WORK TO COMPLETE | Where the data below has the string "blue", return the whole line.

INFORMATION |

◇ ◇ ◇

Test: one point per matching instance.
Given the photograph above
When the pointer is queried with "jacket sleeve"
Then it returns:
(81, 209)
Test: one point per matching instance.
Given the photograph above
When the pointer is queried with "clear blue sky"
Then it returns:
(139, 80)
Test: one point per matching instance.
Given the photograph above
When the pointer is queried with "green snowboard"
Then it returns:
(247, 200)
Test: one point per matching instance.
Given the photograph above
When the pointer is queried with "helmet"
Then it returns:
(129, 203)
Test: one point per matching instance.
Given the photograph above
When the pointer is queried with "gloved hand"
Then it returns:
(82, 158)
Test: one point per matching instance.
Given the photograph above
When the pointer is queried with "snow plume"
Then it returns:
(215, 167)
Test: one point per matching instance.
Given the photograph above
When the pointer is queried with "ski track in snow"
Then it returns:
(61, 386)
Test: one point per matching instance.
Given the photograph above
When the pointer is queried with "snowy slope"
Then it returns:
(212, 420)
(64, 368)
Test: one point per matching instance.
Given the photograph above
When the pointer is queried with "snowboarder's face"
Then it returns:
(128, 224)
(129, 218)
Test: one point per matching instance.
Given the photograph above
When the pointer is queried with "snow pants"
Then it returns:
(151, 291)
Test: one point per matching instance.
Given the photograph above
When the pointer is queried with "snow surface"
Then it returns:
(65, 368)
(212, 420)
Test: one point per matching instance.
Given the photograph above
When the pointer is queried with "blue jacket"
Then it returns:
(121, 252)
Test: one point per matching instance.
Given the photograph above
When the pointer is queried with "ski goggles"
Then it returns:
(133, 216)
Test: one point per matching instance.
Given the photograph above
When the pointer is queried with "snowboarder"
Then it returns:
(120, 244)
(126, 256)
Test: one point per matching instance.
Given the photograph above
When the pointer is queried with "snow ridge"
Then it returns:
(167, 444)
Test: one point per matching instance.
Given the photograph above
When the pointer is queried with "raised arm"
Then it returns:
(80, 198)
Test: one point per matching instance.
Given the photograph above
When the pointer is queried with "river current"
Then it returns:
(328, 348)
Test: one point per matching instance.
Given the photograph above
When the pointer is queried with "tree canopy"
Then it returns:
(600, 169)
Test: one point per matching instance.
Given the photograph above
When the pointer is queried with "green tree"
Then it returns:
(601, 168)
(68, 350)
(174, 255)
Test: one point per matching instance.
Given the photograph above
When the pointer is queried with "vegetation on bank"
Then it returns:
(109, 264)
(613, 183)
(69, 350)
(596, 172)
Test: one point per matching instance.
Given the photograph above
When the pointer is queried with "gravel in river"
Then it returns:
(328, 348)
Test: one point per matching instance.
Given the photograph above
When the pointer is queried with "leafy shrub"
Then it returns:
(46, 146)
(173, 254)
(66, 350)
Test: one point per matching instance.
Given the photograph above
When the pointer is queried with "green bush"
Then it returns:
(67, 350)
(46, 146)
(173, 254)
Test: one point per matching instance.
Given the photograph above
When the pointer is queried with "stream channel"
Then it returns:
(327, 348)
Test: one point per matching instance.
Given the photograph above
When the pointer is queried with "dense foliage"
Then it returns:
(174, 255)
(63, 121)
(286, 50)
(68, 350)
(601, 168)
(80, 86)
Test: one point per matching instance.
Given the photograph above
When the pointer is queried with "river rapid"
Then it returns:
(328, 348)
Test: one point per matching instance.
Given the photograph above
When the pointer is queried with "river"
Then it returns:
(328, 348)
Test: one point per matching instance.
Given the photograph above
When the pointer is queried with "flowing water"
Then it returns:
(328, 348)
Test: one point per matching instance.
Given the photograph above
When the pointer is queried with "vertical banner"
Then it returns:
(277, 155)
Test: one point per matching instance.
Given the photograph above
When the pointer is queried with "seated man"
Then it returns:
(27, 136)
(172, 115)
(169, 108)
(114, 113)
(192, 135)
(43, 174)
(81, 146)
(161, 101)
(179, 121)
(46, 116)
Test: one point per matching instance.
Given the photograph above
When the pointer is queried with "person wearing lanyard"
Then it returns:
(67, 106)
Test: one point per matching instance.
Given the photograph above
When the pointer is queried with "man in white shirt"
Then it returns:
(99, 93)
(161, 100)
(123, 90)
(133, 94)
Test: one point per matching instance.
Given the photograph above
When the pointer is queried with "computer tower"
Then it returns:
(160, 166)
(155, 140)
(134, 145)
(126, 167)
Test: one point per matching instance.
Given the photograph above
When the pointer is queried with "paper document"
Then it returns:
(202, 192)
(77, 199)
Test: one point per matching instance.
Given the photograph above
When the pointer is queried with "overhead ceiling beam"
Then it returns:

◇ ◇ ◇

ANSWER TO THIS TASK |
When the pointer is queried with "clear blue sky"
When the pointer is queried with "blue jacket"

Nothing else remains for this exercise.